::: Records supplied :::
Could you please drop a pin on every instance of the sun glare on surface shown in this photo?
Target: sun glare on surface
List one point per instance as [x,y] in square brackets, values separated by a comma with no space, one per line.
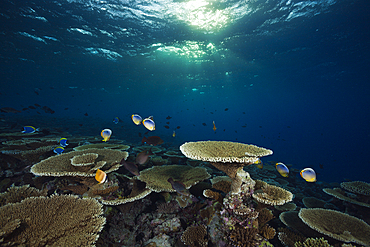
[203,14]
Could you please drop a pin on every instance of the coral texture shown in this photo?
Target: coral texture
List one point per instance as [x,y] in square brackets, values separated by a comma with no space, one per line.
[337,225]
[53,221]
[60,165]
[156,177]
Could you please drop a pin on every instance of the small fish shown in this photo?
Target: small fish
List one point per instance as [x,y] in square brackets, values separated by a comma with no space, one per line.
[106,133]
[63,142]
[282,169]
[9,110]
[101,176]
[179,187]
[58,150]
[214,126]
[308,174]
[149,123]
[152,140]
[29,129]
[130,166]
[116,120]
[143,156]
[259,163]
[136,119]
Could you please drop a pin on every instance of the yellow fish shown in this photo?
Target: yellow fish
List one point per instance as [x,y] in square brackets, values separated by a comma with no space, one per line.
[308,174]
[259,164]
[282,169]
[106,133]
[100,176]
[149,123]
[136,119]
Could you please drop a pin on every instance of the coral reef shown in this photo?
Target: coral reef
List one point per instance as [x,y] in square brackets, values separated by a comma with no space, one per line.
[59,220]
[326,221]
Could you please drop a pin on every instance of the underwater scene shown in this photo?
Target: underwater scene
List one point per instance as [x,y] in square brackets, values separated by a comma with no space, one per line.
[220,123]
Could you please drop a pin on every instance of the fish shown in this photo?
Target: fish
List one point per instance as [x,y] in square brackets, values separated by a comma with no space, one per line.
[48,110]
[101,176]
[282,169]
[116,120]
[136,119]
[308,174]
[143,156]
[29,129]
[9,110]
[58,150]
[179,187]
[259,163]
[149,123]
[130,166]
[106,133]
[63,142]
[152,140]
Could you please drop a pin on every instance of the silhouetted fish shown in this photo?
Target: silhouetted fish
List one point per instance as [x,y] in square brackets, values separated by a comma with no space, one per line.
[152,140]
[9,110]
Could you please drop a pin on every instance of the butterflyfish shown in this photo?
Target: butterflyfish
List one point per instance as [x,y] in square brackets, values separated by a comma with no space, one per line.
[308,174]
[136,119]
[152,140]
[58,150]
[179,187]
[214,126]
[63,142]
[282,169]
[259,164]
[106,133]
[149,123]
[116,120]
[100,176]
[29,129]
[143,156]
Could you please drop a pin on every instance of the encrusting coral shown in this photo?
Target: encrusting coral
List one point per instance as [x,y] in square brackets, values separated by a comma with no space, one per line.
[60,165]
[340,194]
[337,225]
[313,242]
[59,220]
[18,193]
[156,178]
[195,236]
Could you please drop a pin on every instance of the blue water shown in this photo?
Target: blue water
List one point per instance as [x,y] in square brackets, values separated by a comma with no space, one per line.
[291,76]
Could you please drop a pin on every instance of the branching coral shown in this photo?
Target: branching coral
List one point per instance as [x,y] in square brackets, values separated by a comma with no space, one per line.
[195,236]
[337,225]
[54,221]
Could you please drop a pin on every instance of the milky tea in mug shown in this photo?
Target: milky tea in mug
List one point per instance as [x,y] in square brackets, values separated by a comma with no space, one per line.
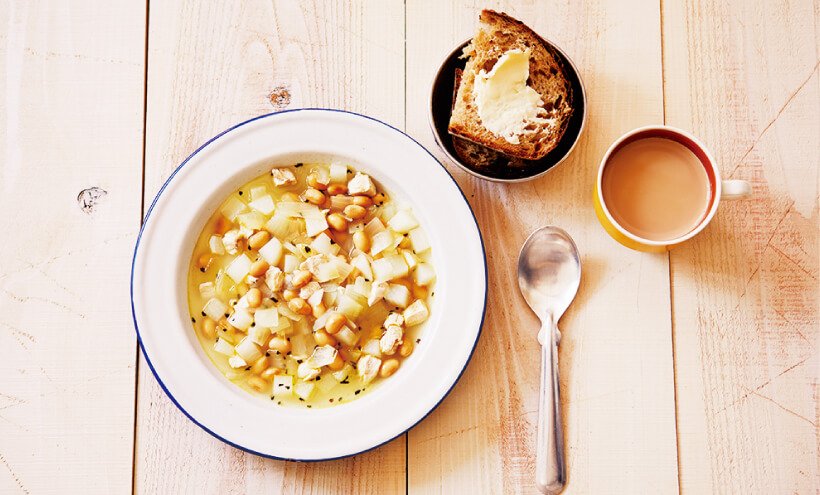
[656,188]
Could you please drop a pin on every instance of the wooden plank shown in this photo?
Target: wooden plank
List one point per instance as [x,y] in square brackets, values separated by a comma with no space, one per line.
[744,77]
[71,118]
[209,68]
[616,354]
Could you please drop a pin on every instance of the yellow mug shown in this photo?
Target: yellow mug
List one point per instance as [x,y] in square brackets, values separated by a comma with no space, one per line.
[715,191]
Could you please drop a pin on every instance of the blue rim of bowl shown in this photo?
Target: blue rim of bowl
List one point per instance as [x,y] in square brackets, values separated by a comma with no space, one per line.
[151,209]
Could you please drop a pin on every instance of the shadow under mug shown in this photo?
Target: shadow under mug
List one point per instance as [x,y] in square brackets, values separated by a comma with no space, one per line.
[719,189]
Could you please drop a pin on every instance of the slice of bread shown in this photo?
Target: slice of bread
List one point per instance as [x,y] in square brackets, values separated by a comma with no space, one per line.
[497,34]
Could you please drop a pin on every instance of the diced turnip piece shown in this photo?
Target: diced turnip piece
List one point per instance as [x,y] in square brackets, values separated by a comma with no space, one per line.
[306,371]
[360,261]
[207,290]
[391,339]
[343,373]
[326,383]
[323,244]
[338,173]
[361,184]
[419,240]
[283,176]
[347,336]
[237,362]
[282,385]
[411,259]
[368,367]
[215,244]
[403,222]
[372,347]
[252,220]
[304,389]
[377,291]
[349,307]
[272,251]
[248,350]
[215,308]
[398,295]
[424,274]
[416,313]
[233,207]
[241,318]
[373,227]
[382,241]
[268,318]
[258,191]
[239,268]
[263,204]
[322,356]
[222,346]
[291,263]
[393,319]
[259,334]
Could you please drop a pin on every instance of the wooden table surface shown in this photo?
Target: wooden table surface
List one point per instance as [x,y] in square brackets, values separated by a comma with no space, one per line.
[694,371]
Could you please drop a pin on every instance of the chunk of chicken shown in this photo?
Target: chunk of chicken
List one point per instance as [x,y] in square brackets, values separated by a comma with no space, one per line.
[361,184]
[368,367]
[283,176]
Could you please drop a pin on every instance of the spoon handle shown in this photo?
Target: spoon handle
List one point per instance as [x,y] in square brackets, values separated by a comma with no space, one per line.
[550,470]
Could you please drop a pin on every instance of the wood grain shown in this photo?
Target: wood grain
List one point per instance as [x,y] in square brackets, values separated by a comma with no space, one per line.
[70,119]
[746,290]
[212,67]
[616,353]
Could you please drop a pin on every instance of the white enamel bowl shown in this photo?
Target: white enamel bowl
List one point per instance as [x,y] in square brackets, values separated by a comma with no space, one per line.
[191,195]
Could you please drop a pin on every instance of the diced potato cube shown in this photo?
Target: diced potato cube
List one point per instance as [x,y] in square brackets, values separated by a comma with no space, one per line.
[304,389]
[239,268]
[282,385]
[403,222]
[259,334]
[327,383]
[215,308]
[343,373]
[419,240]
[241,318]
[283,176]
[267,318]
[398,295]
[361,184]
[248,350]
[307,372]
[416,313]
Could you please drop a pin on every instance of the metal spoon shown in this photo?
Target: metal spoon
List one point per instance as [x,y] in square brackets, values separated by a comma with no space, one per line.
[549,272]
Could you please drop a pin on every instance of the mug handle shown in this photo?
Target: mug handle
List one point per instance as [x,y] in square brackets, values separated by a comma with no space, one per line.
[735,189]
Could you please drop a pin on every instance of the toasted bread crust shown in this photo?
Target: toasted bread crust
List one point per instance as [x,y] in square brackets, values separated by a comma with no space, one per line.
[497,34]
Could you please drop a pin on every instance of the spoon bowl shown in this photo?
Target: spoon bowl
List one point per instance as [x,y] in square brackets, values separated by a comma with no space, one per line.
[549,273]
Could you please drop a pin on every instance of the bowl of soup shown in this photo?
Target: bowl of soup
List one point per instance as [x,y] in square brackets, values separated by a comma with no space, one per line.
[308,284]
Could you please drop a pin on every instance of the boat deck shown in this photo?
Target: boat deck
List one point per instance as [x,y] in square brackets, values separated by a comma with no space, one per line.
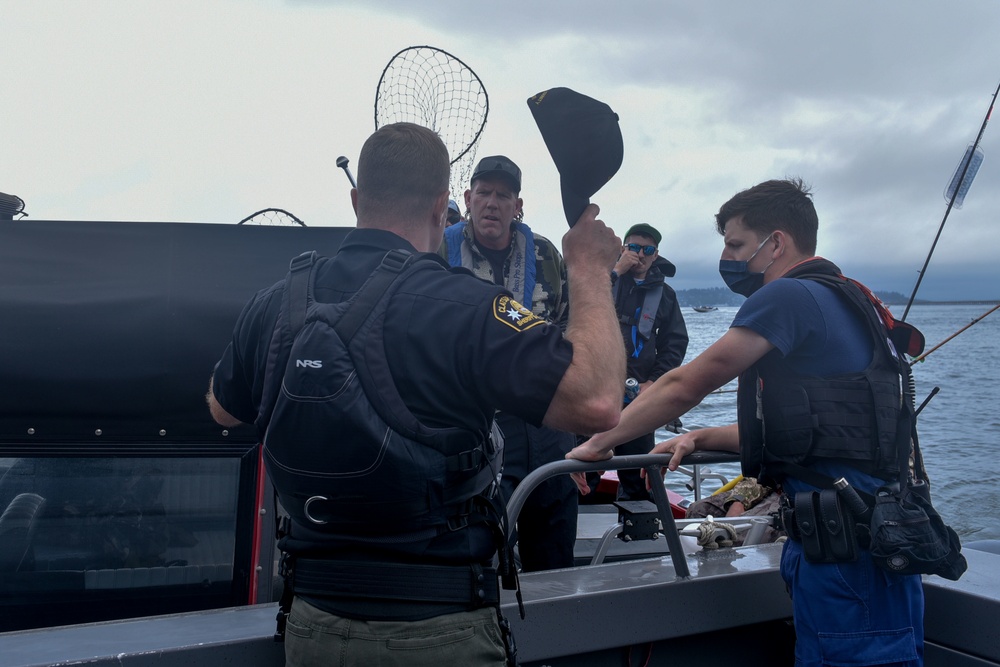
[580,616]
:::
### [What to produce]
The listing is to be reproduced in full and exactly, except that its pictures are to be dropped.

### [Solution to the exercise]
Could you please drop a pin on every instance of the sun glare on surface shown in this photo?
Target: sun glare on surface
List one point per instance as [x,y] in square brackets, values separated by a comma with no space, one per line.
[203,14]
Could you please drop a pin on every instance of the coral texture shown in this photo?
Target: coral texture
List one point per instance as [x,y] in square brackets, values separated by a comma with no space, one per line.
[337,225]
[53,221]
[60,165]
[156,177]
Could you please drop a pin on every instance of the small fish shown in this photo?
Target: small fish
List one point per instance as [x,y] in square brackets, values separated by a comma with no space, one per line.
[106,133]
[63,142]
[282,169]
[9,110]
[101,176]
[179,187]
[58,150]
[214,126]
[308,174]
[149,123]
[152,140]
[29,129]
[130,166]
[116,120]
[143,156]
[259,163]
[136,119]
Could you please drop a pin on every instance of the yellow fish shown in this photo?
Target: yellow fish
List one point per instance as [x,y] in square brackets, values separated by a comma with no space, one per line.
[308,174]
[259,164]
[282,169]
[106,133]
[100,176]
[149,123]
[136,119]
Could you please drop a pin on every instance of the coral reef shown in this photo?
Target: coral reef
List one point per instance as [x,y] in square brackets, values separated by a comma with no space, one per line.
[59,220]
[326,221]
Could you please drop a pin on every instance of the underwater scene shown in this photo?
Target: underwater scene
List one point per instance as [x,y] in square brackets, values separated by a comma with no space, one per line.
[220,123]
Could you please drop a pin on every instance of the fish shown in this photo?
Target: fish
List one point per instance as [x,y] in square brackets, values separated by a comma with no space, one per line.
[48,110]
[101,176]
[282,169]
[116,120]
[136,119]
[308,174]
[143,156]
[29,129]
[9,110]
[58,150]
[179,187]
[259,163]
[149,123]
[130,166]
[106,133]
[63,142]
[152,140]
Could you please drop a pin on every instance of the silhouetted fish shown in this photo?
Target: silhouetted fish
List one point per instance as [x,y] in square brackets, values separated by a comma with no space, one per line.
[152,140]
[9,110]
Could you please drop a pin on every instance of the butterflyfish shown in this photo?
Target: butterflyfish
List one point per instance as [x,y] in square brackets, values separated by a comma with no space, one per line.
[308,174]
[136,119]
[152,140]
[58,150]
[179,187]
[214,126]
[63,142]
[282,169]
[259,164]
[106,133]
[149,123]
[116,120]
[100,176]
[29,129]
[143,156]
Could you please drop a pin on every instance of the encrusting coral shown in this photo?
Target: encrusting coral
List one point per instance as [x,y] in square brackets, values separated by a comma with no space, one per line.
[60,165]
[340,194]
[337,225]
[313,242]
[59,220]
[18,193]
[156,178]
[195,236]
Could you please drop a pin on every instance of the blue water shown in this photo?
Target: blue water
List one point per instance as [x,y] in square brackets, values separated by a comma with no space, one per line.
[291,76]
Could you please drop a pin on every instance of the branching coral shown in this photo?
Target: branching coral
List one point per instance as [x,y] in square brackets, values separated by a comma with no space, one per line.
[195,236]
[337,225]
[54,221]
Could you please drop a pin on every instance of the milky tea in mug shown in this photo?
Target: milky tea in mug
List one point per instance as [x,y] in square brackets, values separated by a comma with no space, one per line.
[656,188]
Could you please drop a pin on every instance of the wooden plank shown in this photo?
Target: wooden plank
List one point per instance as [x,y] in square brackets, values separated by a comma with no space, one per line.
[744,77]
[71,118]
[209,68]
[616,354]
Could you please drop a pin on every instance of the yellow mug shown in this photo?
Target: yellow mug
List one point per instance as [x,y] in square brackets, values separated by a comma with no space, one per line.
[715,191]
Could you please drop a pin on every instance of the blue rim of bowl shown in this photo?
Target: blue rim of bowl
List one point per instance as [x,y] in square brackets, values separated by a comma with no space, one per line.
[151,209]
Could you please drop a pin on every instance of the shadow under mug shown in this photo?
Target: shadow under mug
List one point per instance as [x,y] in square brackets, values separated by a comma with no space, one per line.
[719,189]
Could you please drop a pin on every instance of the slice of bread shown in this photo?
Target: slice of bread
List one point per instance as [x,y] in square brackets, values separated by a comma with no space, one per line.
[497,34]
Could you please drop a pin on every instance of the diced turnip piece shown in this photo?
Target: diced turnip piece
List one point per instance as [x,y] in square brackets, values separated by a comma with no space, one per line.
[306,371]
[360,261]
[207,290]
[391,339]
[343,373]
[326,383]
[323,244]
[338,173]
[361,184]
[419,240]
[283,176]
[347,336]
[237,362]
[282,385]
[411,259]
[368,367]
[215,244]
[403,222]
[372,347]
[252,220]
[304,389]
[377,291]
[349,307]
[272,251]
[248,350]
[215,308]
[398,295]
[424,274]
[416,313]
[233,207]
[241,318]
[373,227]
[382,241]
[268,318]
[258,191]
[239,268]
[263,204]
[322,356]
[222,346]
[291,263]
[393,319]
[259,334]
Could you please drop a pin on every instance of the wooden table surface shown in this photo?
Target: wooden table surface
List one point per instance as [x,y] in square brackets, values separated by a comma with no space, one per line.
[694,371]
Could you please drop a pin on every instance of the chunk of chicken shown in this photo?
Target: chunk of chicken
List one point per instance as [x,y] in square brackets, values separated by a comma with no space, one per line.
[361,184]
[368,367]
[283,176]
Could you please drop a pin on every instance of the spoon handle shown in this photo?
Target: spoon handle
List one point per instance as [x,y] in square brackets, values separated by a comma with no space, one per line.
[550,470]
Could you please drop a pin on every instance of the wood grain shown in this photo?
Target: wood grain
List one point per instance as [x,y] in square brackets, values separated by a comma with no space, one per line.
[70,119]
[746,290]
[212,67]
[616,353]
Could you please drop a pin on every instance of the white enamel bowl shown in this photo?
Target: white enamel bowl
List one point per instance as [x,y] in square brackets, values separated by a comma with no space, one per line.
[191,195]
Could you please drop a pin on every instance of the diced potato cube shown in this photo?
Target: diced potato cube
List one point per instance as [x,y] in square brackets, values separated by a comma with no space, one per line.
[304,389]
[239,268]
[282,385]
[403,222]
[259,334]
[327,383]
[215,308]
[343,373]
[419,240]
[241,318]
[283,176]
[267,318]
[398,295]
[361,184]
[248,350]
[307,372]
[416,313]
Could you please drop a pin on every instance of the metal spoon shown in this photo?
Target: metal spoon
List one point per instance as [x,y] in square brackets, values separated by a comma with no space, one per line.
[549,272]
Could you please drop a pin on every instance of the mug handle shown in this photo?
Target: mug handle
List one point per instance as [x,y] in square brackets, values separated by a comma with no space, one per line.
[735,189]
Could you please drop a pin on every instance of the toasted bread crust shown in this photo?
Target: toasted bread crust
List one point per instance as [x,y] in square brackets, values separated by a comma with no space, one per line.
[497,34]
Could you please drop a pin on every instance of the spoon bowl shown in this photo?
Target: spoon bowl
List one point per instance as [x,y] in square brackets, values separated by a comma with no space, one per line.
[549,273]
Could you please drop a pin on every instance of the bowl of soup shown in this photo?
Target: bowl of soup
List one point per instance as [x,y] in square brackets, values separated by a comma with no space, one per line.
[308,284]
Could you please drop a pin on every instance of the boat deck shown in this photo?
Target: boat deck
List one point per instance as [x,y] in square brackets, values separated by a comma with no space, one per line.
[580,616]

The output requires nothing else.